### Excerpt to read
-*-

Yes, Scott, let me jump in there. I mean, I don't think we want to give you too much information for competitive reasons on what these projects are about. But I will tell you, in general, we are looking at all aspects of the business of where we can leverage AI and not only how it improves the candidate and customer experience and the offering, but where it potentially also can reduce headcount. And I think we've mentioned to you in the past or to others in the past of where we've already rolled out AI in our call centers with our CLICK. CHAT. CALL. initiative that we announced a couple of quarters ago, which not only has improved our CSAT scores but has allowed us to reduce headcount because people are clicking and chatting with AI chatbots, but these are live AI chatbots and things like that, but less of the phone. So we think there's a similar type of story across fulfillment on the U.S. criminal side. But again, we're going to sort of keep the secret sauce on that to us, and we'll keep you posted as we actually roll out things.
Understood. Congrats on the deal.
We have a follow-up from Shlomo Rosenbaum of Stifel.
I want to chip a couple more in, if you don't mind. Scott, one of the critical areas in combining two companies that are background screeners is making sure you don't have a lot of client losses post the deal. And given the complexity of the integration of an acquisition that is close to your guys' size and all that's involved in that, how are you going to really minimize any client losses? And then I have a financial one for David.
That’s a great question, and it’s likely the most significant topic we’ve been discussing. I’ll provide a few high-level insights, but we’re still in the early stages and haven’t fully mapped everything out. First, we will have a dedicated integration team focused solely on this task, staffed with some of our best people. We’ll also involve third parties and seek advice from various experts. Historically, this industry has faced significant challenges not just in integrating operations or sales but primarily in technological integrations that encounter hurdles. I want to emphasize that we will adopt a very cautious approach to tech integration to reduce the risk of client loss. We won’t push large customers onto platforms or technologies they don’t prefer. At this moment, our strategy is theoretical and high-level, but we will begin refining it starting tomorrow. However, we need to wait until the deal closes before we can engage in any substantial planning or implementation. Overall, we are committed to a thoughtful approach to technology to avoid disrupting our customers.

-*-

### Required actions
[1] Rewrite the stretch of the call transcript from "Understood. Congrats on" through "one for David.", replacing "client losses" with "customer attrition".
[2] Carry the call transcript on from its last sentence with the next part of the exchange.
The records that come next are separate material and are not part of the call transcript.

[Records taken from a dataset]
-*-

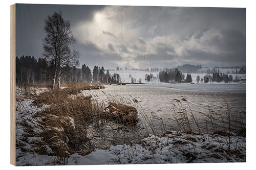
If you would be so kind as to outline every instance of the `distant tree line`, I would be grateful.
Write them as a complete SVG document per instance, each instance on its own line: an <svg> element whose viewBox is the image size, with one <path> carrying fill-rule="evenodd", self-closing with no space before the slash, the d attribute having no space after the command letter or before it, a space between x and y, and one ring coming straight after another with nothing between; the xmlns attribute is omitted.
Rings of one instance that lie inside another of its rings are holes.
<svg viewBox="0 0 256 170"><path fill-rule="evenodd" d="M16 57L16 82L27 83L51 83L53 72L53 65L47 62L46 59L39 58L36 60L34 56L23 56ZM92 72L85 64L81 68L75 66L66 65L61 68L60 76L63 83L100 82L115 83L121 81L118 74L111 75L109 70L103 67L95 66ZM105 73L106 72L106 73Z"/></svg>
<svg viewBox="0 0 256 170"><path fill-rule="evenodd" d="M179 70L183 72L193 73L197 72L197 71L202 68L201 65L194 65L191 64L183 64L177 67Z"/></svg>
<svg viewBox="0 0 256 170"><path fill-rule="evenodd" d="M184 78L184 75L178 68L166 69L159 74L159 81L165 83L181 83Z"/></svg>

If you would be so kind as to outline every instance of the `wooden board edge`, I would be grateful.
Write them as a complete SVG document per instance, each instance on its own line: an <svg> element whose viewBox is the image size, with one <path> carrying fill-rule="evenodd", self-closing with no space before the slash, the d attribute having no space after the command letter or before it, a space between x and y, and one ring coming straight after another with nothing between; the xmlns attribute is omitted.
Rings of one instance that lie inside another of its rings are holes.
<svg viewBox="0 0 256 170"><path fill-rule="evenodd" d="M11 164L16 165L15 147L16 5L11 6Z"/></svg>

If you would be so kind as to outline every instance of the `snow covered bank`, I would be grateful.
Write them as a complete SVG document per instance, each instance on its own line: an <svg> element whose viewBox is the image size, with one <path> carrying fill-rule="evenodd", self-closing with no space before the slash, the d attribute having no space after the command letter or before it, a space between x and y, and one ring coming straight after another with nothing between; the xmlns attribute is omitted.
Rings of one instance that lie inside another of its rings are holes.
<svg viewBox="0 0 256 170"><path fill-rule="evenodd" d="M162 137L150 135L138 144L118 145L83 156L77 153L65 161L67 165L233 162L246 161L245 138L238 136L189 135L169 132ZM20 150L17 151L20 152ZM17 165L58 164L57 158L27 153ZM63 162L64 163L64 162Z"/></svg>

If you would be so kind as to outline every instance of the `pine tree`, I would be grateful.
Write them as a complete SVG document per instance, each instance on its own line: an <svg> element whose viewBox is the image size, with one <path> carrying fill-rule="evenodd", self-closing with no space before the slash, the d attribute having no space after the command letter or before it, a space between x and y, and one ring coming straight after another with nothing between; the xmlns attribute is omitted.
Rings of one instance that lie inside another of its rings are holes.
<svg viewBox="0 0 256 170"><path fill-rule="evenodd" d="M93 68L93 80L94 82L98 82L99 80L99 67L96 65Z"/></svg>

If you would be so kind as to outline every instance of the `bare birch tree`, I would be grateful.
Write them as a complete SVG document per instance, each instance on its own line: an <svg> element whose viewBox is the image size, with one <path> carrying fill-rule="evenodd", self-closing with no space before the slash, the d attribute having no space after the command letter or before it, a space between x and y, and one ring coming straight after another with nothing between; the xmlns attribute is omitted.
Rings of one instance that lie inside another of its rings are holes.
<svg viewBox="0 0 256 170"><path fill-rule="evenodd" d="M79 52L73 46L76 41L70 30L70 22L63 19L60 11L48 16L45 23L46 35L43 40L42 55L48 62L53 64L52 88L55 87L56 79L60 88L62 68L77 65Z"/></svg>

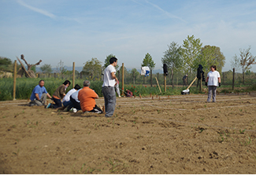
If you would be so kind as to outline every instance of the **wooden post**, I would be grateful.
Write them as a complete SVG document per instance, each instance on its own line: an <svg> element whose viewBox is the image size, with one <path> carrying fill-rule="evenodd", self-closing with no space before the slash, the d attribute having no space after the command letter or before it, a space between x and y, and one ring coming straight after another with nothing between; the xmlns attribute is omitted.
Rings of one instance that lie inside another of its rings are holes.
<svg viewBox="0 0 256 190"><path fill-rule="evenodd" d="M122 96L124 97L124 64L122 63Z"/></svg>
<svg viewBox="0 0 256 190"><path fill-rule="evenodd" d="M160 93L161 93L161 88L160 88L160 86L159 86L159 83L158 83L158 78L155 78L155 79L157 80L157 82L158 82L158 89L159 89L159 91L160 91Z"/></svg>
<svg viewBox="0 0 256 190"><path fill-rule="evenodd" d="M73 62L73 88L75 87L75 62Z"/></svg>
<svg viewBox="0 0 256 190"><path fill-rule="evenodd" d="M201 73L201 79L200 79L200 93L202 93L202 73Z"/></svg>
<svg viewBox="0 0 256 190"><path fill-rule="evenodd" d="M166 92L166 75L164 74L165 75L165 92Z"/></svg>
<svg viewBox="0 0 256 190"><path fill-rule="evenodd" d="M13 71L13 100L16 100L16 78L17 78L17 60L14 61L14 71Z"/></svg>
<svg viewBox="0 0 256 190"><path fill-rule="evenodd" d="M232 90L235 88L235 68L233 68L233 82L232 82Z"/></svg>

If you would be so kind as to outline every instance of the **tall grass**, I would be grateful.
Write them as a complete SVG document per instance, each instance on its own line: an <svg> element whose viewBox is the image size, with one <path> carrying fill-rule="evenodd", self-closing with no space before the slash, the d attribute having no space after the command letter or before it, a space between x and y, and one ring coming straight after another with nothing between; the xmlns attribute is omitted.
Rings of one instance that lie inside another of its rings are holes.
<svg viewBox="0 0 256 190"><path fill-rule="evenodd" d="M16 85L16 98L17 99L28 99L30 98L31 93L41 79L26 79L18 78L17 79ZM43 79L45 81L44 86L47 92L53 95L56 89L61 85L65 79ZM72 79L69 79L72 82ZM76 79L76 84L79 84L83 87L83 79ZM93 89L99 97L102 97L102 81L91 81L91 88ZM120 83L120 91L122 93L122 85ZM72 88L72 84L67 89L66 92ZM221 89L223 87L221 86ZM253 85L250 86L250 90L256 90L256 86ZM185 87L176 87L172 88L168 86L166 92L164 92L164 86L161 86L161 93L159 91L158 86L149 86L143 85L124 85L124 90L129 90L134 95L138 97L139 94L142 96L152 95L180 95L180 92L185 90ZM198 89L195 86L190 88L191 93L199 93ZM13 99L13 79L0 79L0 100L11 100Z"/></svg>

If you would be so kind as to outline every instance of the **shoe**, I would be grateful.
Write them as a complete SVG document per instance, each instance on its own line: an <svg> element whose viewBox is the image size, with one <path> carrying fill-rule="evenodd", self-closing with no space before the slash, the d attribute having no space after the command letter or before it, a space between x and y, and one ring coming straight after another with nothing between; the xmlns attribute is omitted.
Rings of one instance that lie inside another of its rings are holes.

-*-

### Per-task answers
[1]
Understood. Congrats on the deal.
We have a follow-up from Shlomo Rosenbaum of Stifel.
I want to chip a couple more in, if you don't mind. Scott, one of the critical areas in combining two companies that are background screeners is making sure you don't have a lot of customer attrition post the deal. And given the complexity of the integration of an acquisition that is close to your guys' size and all that's involved in that, how are you going to really minimize any customer attrition? And then I have a financial one for David.

[2]
Okay. And then just from the financial side, David, when I do the math using kind of end of year '23 numbers and you assume $50 million of synergies, I'm getting closer to 4.5x leverage. Is the difference the assumption of free cash flow from both companies for another two-plus quarters?
That's right. So it all comes down to timing. If it closes June 30, if it closes September 30, both companies throw off a significant amount of cash quarter-over-quarter. Plus there will be a minimum amount of cash on the balance sheet of at least $150 million, maybe up to $200 million at closing. So from a net leverage perspective, that will drive that down even further.
I see no further questions in the queue. I will now turn the call over to Mr. Staples for closing comments. Please go ahead.
Yes. Thank you, operator. And thank everyone for your time this morning and for your ongoing support. Take care.
Thank you. This concludes the First Advantage fourth quarter and full year 2023 earnings conference call and webcast. Thank you all for your participation. At this time, you may disconnect your line. Have a wonderful day.